Copy each of the entries below faithfully, setting aside any pictures.

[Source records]
================================

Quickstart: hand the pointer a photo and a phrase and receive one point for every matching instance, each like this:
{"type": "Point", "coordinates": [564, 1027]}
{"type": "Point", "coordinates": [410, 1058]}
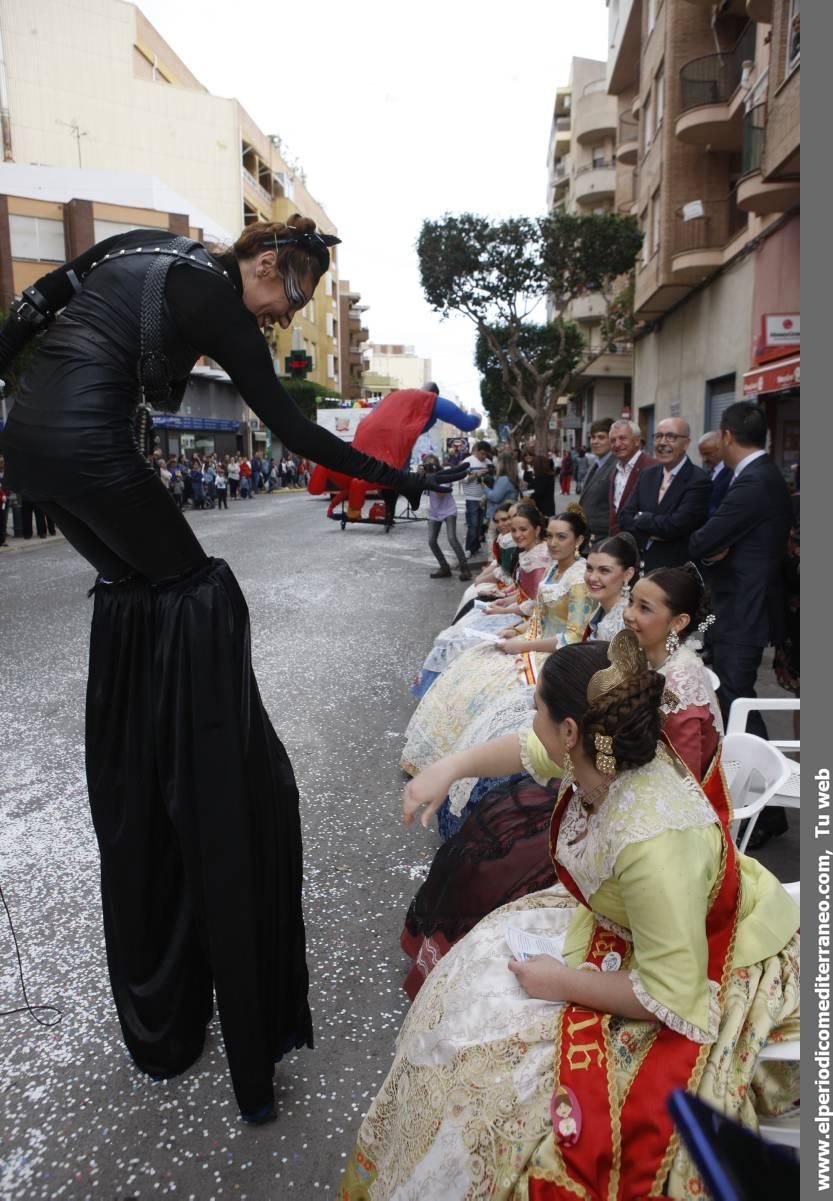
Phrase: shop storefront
{"type": "Point", "coordinates": [774, 371]}
{"type": "Point", "coordinates": [183, 434]}
{"type": "Point", "coordinates": [777, 386]}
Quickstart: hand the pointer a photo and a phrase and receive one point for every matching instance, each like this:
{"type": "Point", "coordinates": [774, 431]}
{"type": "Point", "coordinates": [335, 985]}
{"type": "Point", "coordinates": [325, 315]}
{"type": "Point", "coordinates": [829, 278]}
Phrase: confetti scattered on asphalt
{"type": "Point", "coordinates": [340, 625]}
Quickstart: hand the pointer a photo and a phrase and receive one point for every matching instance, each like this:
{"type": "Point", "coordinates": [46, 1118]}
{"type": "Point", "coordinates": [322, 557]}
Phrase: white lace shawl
{"type": "Point", "coordinates": [534, 559]}
{"type": "Point", "coordinates": [611, 623]}
{"type": "Point", "coordinates": [553, 587]}
{"type": "Point", "coordinates": [640, 805]}
{"type": "Point", "coordinates": [688, 680]}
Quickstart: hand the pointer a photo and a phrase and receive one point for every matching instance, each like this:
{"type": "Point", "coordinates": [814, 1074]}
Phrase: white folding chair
{"type": "Point", "coordinates": [790, 796]}
{"type": "Point", "coordinates": [743, 706]}
{"type": "Point", "coordinates": [756, 774]}
{"type": "Point", "coordinates": [784, 1129]}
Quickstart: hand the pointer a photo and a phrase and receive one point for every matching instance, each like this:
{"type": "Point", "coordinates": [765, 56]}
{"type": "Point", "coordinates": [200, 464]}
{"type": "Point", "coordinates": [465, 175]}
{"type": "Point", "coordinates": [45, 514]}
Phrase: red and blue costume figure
{"type": "Point", "coordinates": [389, 434]}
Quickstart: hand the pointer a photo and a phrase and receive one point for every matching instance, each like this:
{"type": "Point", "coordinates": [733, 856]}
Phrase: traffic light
{"type": "Point", "coordinates": [298, 364]}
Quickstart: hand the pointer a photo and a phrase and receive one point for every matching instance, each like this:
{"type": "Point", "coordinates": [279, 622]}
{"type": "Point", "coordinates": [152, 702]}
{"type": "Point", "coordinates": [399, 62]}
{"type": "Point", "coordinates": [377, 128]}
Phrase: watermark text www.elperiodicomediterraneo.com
{"type": "Point", "coordinates": [821, 986]}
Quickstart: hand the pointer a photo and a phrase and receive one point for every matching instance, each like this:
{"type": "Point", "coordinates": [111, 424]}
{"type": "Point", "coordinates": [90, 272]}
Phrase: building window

================================

▸ Task result:
Quickstart: hand the pointer a photo and a phrase and receive one point for every matching instance, each like this:
{"type": "Point", "coordinates": [564, 1027]}
{"type": "Point", "coordinates": [410, 1058]}
Phrase: shop storefront
{"type": "Point", "coordinates": [774, 371]}
{"type": "Point", "coordinates": [183, 434]}
{"type": "Point", "coordinates": [777, 386]}
Quickstart: hand the pointer a photo and a phrase and receive one point for every matching instance, each like this:
{"type": "Point", "coordinates": [774, 431]}
{"type": "Point", "coordinates": [335, 985]}
{"type": "Point", "coordinates": [325, 315]}
{"type": "Point", "coordinates": [829, 278]}
Phrase: confetti scattered on asphalt
{"type": "Point", "coordinates": [340, 625]}
Quickstart: hand the pointer a photo and a phrase and receive one point for every matching instance, each like this:
{"type": "Point", "coordinates": [46, 1118]}
{"type": "Point", "coordinates": [322, 557]}
Phrase: white lace shawl
{"type": "Point", "coordinates": [534, 559]}
{"type": "Point", "coordinates": [611, 623]}
{"type": "Point", "coordinates": [553, 587]}
{"type": "Point", "coordinates": [640, 805]}
{"type": "Point", "coordinates": [688, 680]}
Quickstart: hand the pointer a photo and a phrase and receive one point for every matching instance, each like this:
{"type": "Point", "coordinates": [814, 1074]}
Phrase: white folding chair
{"type": "Point", "coordinates": [790, 796]}
{"type": "Point", "coordinates": [743, 706]}
{"type": "Point", "coordinates": [756, 774]}
{"type": "Point", "coordinates": [784, 1129]}
Quickstart: hand the pointer a photo and a phrase and receive one point for every matching instance, each like this:
{"type": "Point", "coordinates": [765, 56]}
{"type": "Point", "coordinates": [200, 464]}
{"type": "Point", "coordinates": [465, 175]}
{"type": "Point", "coordinates": [45, 514]}
Phrase: red and blue costume figure
{"type": "Point", "coordinates": [389, 434]}
Quickstart: hand the pointer a photo and a phrase and receive one point for every matching instance, each like this:
{"type": "Point", "coordinates": [733, 856]}
Phrase: traffic light
{"type": "Point", "coordinates": [298, 364]}
Quickstart: hand the pointer a photo and a phrase and receive one point for every matching instance, each like this:
{"type": "Point", "coordinates": [279, 622]}
{"type": "Point", "coordinates": [152, 702]}
{"type": "Point", "coordinates": [399, 62]}
{"type": "Point", "coordinates": [377, 128]}
Phrase: watermark text www.elperiodicomediterraneo.com
{"type": "Point", "coordinates": [821, 986]}
Quickstart: hand the pointer a photo and a phrase and receive one point for every matching instance, each like this:
{"type": "Point", "coordinates": [111, 424]}
{"type": "Point", "coordinates": [90, 272]}
Phrase: building window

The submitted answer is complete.